## begin Given data
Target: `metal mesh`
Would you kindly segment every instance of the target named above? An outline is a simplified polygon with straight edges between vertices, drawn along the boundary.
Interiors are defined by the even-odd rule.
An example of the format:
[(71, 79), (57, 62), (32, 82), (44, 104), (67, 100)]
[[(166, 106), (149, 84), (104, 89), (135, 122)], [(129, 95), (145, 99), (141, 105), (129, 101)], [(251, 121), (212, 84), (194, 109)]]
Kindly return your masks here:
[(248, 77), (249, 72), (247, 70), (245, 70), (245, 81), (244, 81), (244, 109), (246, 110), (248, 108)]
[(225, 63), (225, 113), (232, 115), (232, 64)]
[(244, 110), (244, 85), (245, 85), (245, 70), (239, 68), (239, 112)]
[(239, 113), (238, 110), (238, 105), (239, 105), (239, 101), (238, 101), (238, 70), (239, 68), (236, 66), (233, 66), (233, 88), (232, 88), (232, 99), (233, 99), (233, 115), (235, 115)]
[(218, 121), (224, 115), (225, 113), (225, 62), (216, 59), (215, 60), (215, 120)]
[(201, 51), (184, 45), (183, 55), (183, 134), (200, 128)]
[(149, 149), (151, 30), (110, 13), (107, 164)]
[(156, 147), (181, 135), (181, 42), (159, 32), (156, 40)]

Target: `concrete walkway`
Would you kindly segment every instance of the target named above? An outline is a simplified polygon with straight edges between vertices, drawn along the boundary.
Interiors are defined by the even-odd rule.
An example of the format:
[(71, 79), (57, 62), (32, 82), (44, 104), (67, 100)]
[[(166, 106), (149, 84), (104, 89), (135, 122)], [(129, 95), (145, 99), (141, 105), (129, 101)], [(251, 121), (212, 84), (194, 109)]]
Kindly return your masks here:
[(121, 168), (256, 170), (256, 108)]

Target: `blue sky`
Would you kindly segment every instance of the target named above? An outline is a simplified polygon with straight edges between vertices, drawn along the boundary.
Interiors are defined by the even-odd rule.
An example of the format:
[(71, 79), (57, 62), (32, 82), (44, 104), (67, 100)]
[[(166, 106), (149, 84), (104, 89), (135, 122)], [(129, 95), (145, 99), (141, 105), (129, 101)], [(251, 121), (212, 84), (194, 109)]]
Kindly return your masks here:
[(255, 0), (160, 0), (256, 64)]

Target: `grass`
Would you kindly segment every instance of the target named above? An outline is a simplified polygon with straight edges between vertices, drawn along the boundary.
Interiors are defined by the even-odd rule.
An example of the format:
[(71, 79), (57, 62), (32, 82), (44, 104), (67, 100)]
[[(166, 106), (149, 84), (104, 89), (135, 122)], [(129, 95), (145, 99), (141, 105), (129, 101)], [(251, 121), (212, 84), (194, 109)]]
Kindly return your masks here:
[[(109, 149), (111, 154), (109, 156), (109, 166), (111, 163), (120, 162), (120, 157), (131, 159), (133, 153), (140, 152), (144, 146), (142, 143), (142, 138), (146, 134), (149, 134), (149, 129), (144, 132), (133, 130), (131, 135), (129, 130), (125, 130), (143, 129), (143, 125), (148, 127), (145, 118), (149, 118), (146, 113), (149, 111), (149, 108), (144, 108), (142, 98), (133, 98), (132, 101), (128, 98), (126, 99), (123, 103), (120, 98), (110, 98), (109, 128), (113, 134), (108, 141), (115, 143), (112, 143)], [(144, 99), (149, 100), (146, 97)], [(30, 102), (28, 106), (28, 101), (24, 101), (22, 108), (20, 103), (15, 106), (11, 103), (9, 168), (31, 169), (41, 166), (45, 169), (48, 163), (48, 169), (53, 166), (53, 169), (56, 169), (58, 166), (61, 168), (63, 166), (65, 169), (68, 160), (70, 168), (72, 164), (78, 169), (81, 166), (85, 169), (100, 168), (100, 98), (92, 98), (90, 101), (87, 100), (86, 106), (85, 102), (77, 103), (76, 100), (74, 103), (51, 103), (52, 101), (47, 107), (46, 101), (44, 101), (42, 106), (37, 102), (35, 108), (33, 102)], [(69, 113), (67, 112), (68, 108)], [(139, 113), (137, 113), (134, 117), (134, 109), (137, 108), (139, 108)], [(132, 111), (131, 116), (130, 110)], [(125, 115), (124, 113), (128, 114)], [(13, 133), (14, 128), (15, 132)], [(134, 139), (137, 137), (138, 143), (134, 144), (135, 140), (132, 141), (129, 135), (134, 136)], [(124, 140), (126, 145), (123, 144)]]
## end Given data
- To be done
Could you repeat all the items above with "masks" swapped for "outlines" and everything else left the same?

- Solution for this exercise
Target: `metal mesh`
Would you kindly segment every instance of the target named above? An outline is a simplified polygon with straight edges between vertices, drawn along the boundary.
Interiors are defined by the even-odd rule.
An example of the format:
[(71, 79), (57, 62), (32, 82), (44, 104), (67, 100)]
[[(166, 106), (149, 84), (104, 89), (135, 122)], [(129, 95), (145, 99), (141, 105), (129, 101)], [(251, 121), (212, 84), (194, 109)]]
Kindly return your outlines here:
[(248, 77), (249, 72), (247, 70), (245, 70), (245, 81), (244, 81), (244, 109), (246, 110), (248, 108)]
[(225, 63), (225, 113), (232, 115), (232, 64)]
[(244, 110), (244, 85), (245, 85), (245, 70), (239, 68), (239, 112)]
[(239, 113), (238, 110), (238, 105), (239, 105), (239, 101), (238, 101), (238, 70), (239, 68), (236, 66), (233, 66), (233, 88), (232, 88), (232, 99), (233, 99), (233, 115), (235, 115)]
[(218, 121), (224, 115), (225, 113), (225, 62), (216, 59), (215, 60), (215, 120)]
[(201, 51), (184, 45), (183, 55), (183, 134), (200, 128)]
[(149, 149), (151, 30), (110, 13), (107, 164)]
[(156, 147), (181, 135), (181, 42), (159, 32), (156, 40)]

Target: `concrete walkway`
Would you kindly segment every instance of the target named above? An outline is a simplified polygon with straight edges between vertices, drawn along the boundary.
Interiors are defined by the even-odd rule.
An example of the format:
[(71, 79), (57, 62), (32, 82), (44, 104), (67, 100)]
[[(166, 106), (149, 84), (104, 89), (135, 122)], [(129, 95), (145, 99), (141, 105), (129, 101)], [(251, 121), (212, 84), (194, 109)]]
Kindly return your outlines here:
[(121, 168), (256, 170), (256, 108)]

Target: `blue sky`
Would you kindly segment every instance of the target named above? An outline is a simplified polygon with straight edges between vertices, drawn along the boundary.
Interiors are defined by the even-odd rule.
An example of the format:
[(71, 79), (57, 62), (32, 82), (44, 104), (67, 100)]
[[(166, 106), (149, 84), (104, 89), (135, 122)], [(129, 95), (145, 99), (141, 105), (129, 101)], [(251, 121), (212, 84), (194, 109)]]
Kindly return your outlines here:
[(255, 0), (160, 0), (256, 64)]

Target: `grass`
Would you kindly segment every instance of the target named above? An outline is a simplified polygon with straight edges between vertices, drawn along the boundary.
Interiors are defined by the even-odd rule.
An example of the format:
[(71, 79), (57, 62), (32, 82), (44, 104), (67, 100)]
[[(166, 106), (149, 84), (104, 89), (135, 122)], [(129, 95), (145, 99), (141, 105), (129, 101)], [(251, 121), (212, 84), (194, 109)]]
Kindly return your outlines here:
[[(109, 149), (111, 154), (109, 156), (109, 166), (111, 163), (120, 162), (120, 157), (131, 159), (133, 153), (140, 152), (144, 146), (142, 143), (142, 138), (146, 134), (149, 134), (149, 129), (144, 132), (133, 130), (131, 135), (129, 130), (125, 130), (143, 129), (143, 125), (148, 127), (145, 118), (149, 118), (146, 113), (149, 111), (149, 108), (144, 108), (142, 98), (133, 98), (132, 101), (128, 98), (126, 99), (123, 103), (120, 98), (110, 98), (109, 128), (113, 134), (108, 141), (115, 143), (112, 143)], [(144, 99), (149, 100), (146, 97)], [(30, 102), (28, 106), (28, 101), (24, 101), (22, 108), (20, 103), (15, 106), (11, 103), (9, 168), (31, 169), (41, 166), (45, 169), (48, 163), (48, 169), (53, 166), (53, 169), (56, 169), (58, 166), (61, 168), (63, 166), (65, 169), (68, 160), (70, 168), (72, 164), (78, 169), (81, 166), (85, 169), (100, 168), (100, 98), (92, 98), (90, 101), (87, 100), (86, 106), (85, 102), (77, 103), (76, 100), (74, 103), (51, 103), (52, 101), (47, 107), (46, 101), (44, 101), (42, 106), (37, 102), (35, 108), (33, 102)], [(69, 113), (67, 112), (68, 108)], [(139, 113), (137, 113), (134, 117), (134, 109), (137, 108), (139, 108)], [(132, 111), (131, 116), (130, 110)], [(125, 115), (124, 113), (128, 114)], [(13, 133), (14, 128), (15, 132)], [(134, 139), (137, 137), (138, 143), (134, 144), (135, 140), (132, 141), (129, 135), (134, 136)], [(124, 140), (126, 145), (123, 144)]]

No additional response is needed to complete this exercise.